> _Short exercise_
Could you write out all of the items below again, replacing "one point per instance" with "a single point for each instance" and leaving everything else as it is?

> _Records supplied_

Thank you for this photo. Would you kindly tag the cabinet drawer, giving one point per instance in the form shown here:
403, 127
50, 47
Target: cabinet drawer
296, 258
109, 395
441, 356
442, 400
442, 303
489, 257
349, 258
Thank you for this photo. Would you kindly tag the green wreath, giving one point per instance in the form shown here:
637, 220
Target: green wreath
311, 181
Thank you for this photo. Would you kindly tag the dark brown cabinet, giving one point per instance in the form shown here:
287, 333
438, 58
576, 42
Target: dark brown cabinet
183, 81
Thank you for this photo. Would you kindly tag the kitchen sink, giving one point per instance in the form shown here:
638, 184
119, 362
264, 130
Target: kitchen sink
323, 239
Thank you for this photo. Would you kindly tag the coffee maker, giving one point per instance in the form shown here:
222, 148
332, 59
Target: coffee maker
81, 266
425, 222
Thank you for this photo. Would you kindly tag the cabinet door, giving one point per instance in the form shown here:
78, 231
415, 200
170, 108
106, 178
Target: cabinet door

> _Task output_
Thank you for this photo. Would you kindly tag the cabinet drawer, giving a single point for each instance in the form shown here:
403, 127
50, 47
Target: cabinet drawer
296, 258
109, 395
441, 356
442, 400
442, 303
489, 257
349, 258
Thank you for this photo. Would you kindly tag the green wreath, giving a single point for each instance in the form shown here:
637, 220
Target: green wreath
311, 181
Thank you for this photo. Would you kindly tag the dark brown cabinet, giving a single point for each instance in the form shown here:
287, 333
438, 58
576, 42
Target: dark brown cabinet
183, 81
Thank you for this photo. Would you kindly tag the kitchen sink, giving a single point for each instance in the form shown here:
638, 184
119, 362
264, 130
Target: kitchen sink
323, 239
Thank you for this photo. Would you kindly tag the coffee maker, giving a single point for each instance in the form shown here:
222, 148
332, 59
Target: coffee maker
81, 266
425, 222
Thank you for this photo. Would you kindly tag the cabinet door, giving a single point for each instance in the form shown here:
78, 231
415, 200
170, 108
106, 178
Target: cabinet door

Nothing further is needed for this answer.